THE PROBLEM:
Search the entries below. Return every line that has "window" in it.

Records excerpted from a collection
┄┄┄┄┄┄┄┄┄┄┄┄┄┄┄┄┄┄┄┄

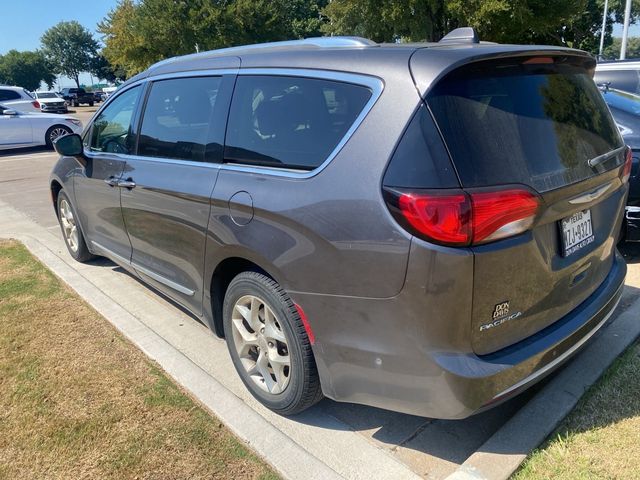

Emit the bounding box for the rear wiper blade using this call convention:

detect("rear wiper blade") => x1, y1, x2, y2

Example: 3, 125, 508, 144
587, 146, 626, 168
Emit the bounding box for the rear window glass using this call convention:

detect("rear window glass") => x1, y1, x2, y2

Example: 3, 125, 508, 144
225, 75, 372, 170
427, 57, 624, 192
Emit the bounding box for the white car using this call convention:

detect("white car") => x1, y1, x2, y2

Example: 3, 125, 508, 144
0, 105, 82, 150
0, 86, 41, 113
33, 91, 68, 113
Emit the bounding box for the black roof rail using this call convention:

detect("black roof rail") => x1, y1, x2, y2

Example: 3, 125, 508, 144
439, 27, 480, 45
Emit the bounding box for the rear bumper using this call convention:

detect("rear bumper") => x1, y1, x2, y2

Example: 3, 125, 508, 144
298, 249, 626, 419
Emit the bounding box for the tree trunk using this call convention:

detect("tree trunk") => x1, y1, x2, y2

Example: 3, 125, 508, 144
74, 75, 80, 88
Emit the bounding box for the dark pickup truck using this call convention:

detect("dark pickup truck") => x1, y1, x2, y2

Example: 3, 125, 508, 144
60, 87, 94, 107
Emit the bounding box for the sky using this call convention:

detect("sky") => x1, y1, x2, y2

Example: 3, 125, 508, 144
0, 0, 118, 88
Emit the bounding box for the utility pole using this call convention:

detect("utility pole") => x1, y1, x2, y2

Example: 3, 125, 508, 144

┄┄┄┄┄┄┄┄┄┄┄┄┄┄┄┄┄┄┄┄

PROBLEM SOLUTION:
Emit the bounding box for the rear window glass using this call convention:
detect("rear window glass") => x1, y1, x2, y2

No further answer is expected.